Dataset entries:
__________________________________________________
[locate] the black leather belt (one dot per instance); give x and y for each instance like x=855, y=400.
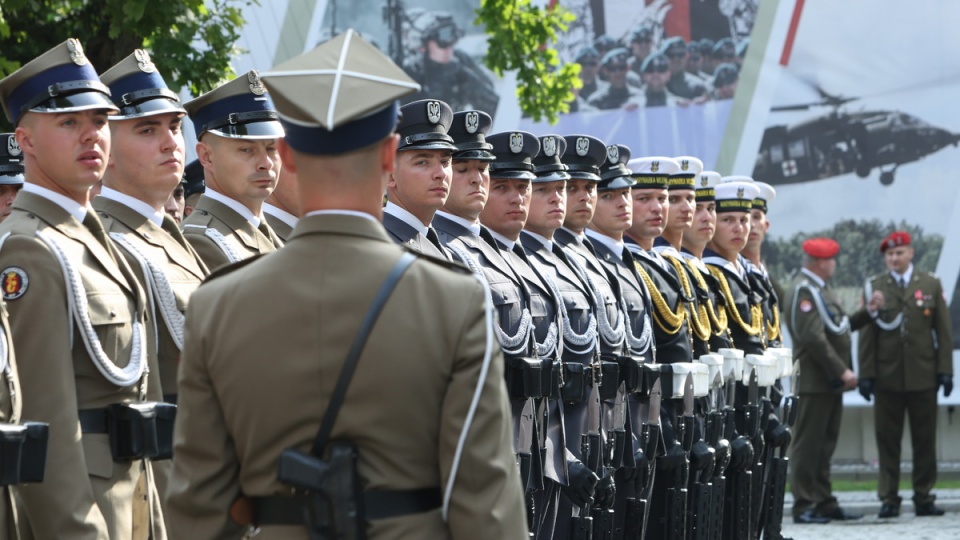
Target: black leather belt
x=278, y=510
x=93, y=420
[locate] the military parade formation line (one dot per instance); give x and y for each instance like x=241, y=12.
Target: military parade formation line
x=632, y=390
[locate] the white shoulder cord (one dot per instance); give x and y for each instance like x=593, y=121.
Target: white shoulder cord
x=484, y=370
x=613, y=336
x=158, y=286
x=837, y=329
x=8, y=369
x=587, y=339
x=888, y=326
x=515, y=344
x=77, y=305
x=222, y=243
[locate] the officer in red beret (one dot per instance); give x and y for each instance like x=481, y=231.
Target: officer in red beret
x=821, y=347
x=905, y=356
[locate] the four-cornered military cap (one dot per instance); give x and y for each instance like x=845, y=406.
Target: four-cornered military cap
x=11, y=160
x=60, y=80
x=583, y=157
x=424, y=124
x=652, y=172
x=193, y=179
x=339, y=97
x=705, y=185
x=614, y=173
x=515, y=151
x=138, y=89
x=468, y=131
x=733, y=195
x=821, y=248
x=686, y=177
x=239, y=109
x=655, y=63
x=548, y=164
x=766, y=196
x=895, y=239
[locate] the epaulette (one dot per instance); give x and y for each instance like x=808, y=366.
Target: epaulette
x=230, y=268
x=452, y=265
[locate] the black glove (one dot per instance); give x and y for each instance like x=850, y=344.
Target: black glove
x=866, y=388
x=581, y=484
x=946, y=383
x=606, y=491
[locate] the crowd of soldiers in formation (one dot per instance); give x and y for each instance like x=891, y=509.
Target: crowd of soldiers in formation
x=650, y=72
x=642, y=348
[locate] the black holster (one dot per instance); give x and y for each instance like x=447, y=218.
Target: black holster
x=23, y=452
x=335, y=509
x=138, y=430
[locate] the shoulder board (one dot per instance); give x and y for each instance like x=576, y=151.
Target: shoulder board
x=230, y=268
x=452, y=265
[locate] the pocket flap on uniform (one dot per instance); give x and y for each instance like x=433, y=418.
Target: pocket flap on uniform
x=96, y=450
x=108, y=308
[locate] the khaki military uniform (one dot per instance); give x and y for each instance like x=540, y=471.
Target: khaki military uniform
x=405, y=407
x=222, y=236
x=904, y=361
x=85, y=493
x=9, y=413
x=821, y=348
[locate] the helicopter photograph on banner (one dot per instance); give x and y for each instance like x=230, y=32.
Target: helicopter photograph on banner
x=842, y=140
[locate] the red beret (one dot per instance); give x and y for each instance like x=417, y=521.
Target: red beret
x=821, y=248
x=896, y=238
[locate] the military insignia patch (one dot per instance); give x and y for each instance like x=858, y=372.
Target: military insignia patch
x=472, y=120
x=433, y=111
x=549, y=146
x=76, y=52
x=583, y=146
x=144, y=62
x=516, y=143
x=613, y=154
x=256, y=86
x=15, y=282
x=13, y=147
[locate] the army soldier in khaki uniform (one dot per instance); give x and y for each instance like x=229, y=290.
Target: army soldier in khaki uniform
x=282, y=208
x=821, y=345
x=904, y=356
x=426, y=411
x=60, y=268
x=237, y=133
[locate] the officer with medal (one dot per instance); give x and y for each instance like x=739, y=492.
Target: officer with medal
x=651, y=214
x=820, y=333
x=282, y=207
x=421, y=182
x=587, y=487
x=744, y=318
x=711, y=334
x=237, y=134
x=613, y=216
x=905, y=357
x=519, y=314
x=59, y=267
x=11, y=172
x=438, y=461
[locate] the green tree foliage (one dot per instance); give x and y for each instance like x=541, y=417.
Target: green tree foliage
x=859, y=255
x=519, y=37
x=191, y=41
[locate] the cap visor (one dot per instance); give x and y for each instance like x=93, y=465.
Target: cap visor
x=252, y=130
x=149, y=108
x=81, y=101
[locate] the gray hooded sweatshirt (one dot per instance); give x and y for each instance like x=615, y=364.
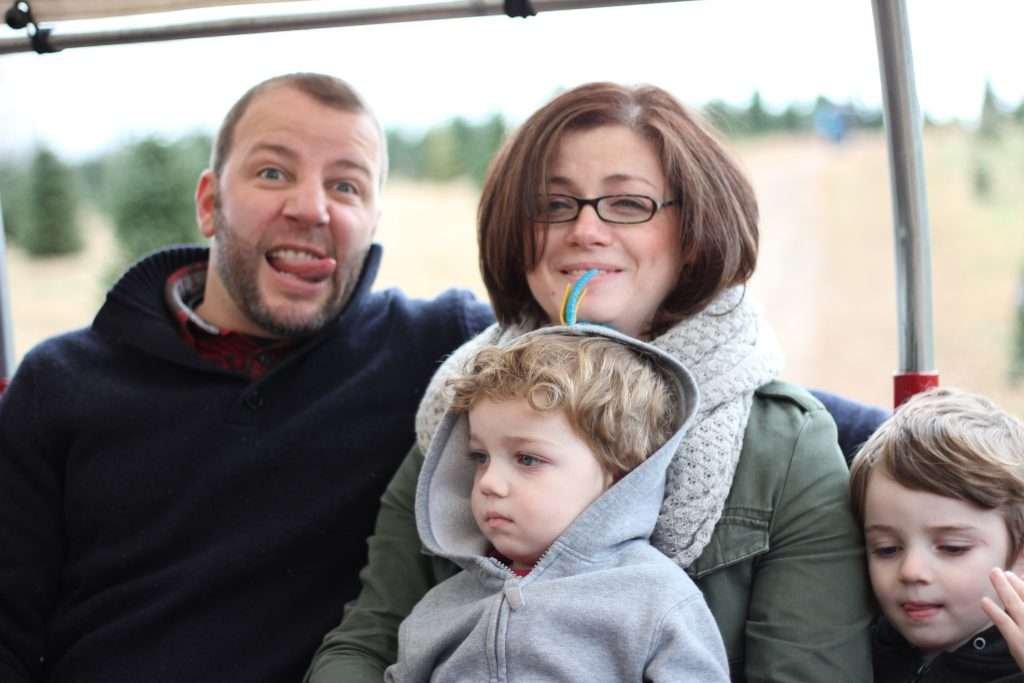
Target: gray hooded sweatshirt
x=601, y=604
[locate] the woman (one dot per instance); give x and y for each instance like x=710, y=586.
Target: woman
x=625, y=180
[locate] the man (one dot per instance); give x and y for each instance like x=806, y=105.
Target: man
x=183, y=481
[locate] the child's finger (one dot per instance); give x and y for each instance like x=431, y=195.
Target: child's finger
x=1009, y=587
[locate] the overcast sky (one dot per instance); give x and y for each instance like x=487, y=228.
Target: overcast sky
x=415, y=75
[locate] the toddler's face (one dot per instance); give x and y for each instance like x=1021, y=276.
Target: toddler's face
x=929, y=558
x=534, y=476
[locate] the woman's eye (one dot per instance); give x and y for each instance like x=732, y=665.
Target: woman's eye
x=628, y=204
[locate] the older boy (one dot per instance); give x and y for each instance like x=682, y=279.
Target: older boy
x=540, y=486
x=940, y=491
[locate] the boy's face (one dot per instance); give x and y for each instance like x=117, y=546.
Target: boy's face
x=534, y=476
x=929, y=558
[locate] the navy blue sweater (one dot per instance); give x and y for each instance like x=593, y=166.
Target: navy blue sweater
x=162, y=519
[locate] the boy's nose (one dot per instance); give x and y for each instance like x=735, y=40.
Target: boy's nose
x=492, y=482
x=913, y=567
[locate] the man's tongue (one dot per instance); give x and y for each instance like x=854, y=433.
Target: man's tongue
x=311, y=269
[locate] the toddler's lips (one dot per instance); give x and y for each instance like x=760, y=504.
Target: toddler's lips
x=921, y=611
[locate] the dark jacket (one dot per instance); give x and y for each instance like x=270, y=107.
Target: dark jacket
x=984, y=658
x=162, y=519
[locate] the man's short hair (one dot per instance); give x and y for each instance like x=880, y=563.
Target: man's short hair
x=616, y=399
x=327, y=90
x=951, y=443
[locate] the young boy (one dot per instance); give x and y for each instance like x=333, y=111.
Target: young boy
x=939, y=488
x=539, y=484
__________________________________________________
The line containing "[locate] the white" marks where the copy ends; print every line before it from the start of the records, and that line too, but no pictures.

§ **REPLY**:
[locate] the black leather belt (one dot per instance); give x and y for each instance like x=855, y=400.
Target: black leather belt
x=278, y=510
x=93, y=420
[locate] the military parade formation line (one dot per instance); give x and y for each instance like x=241, y=12.
Target: military parade formation line
x=632, y=390
[locate] the white shoulder cord (one dot per instance); give x and y for each instance like x=593, y=121.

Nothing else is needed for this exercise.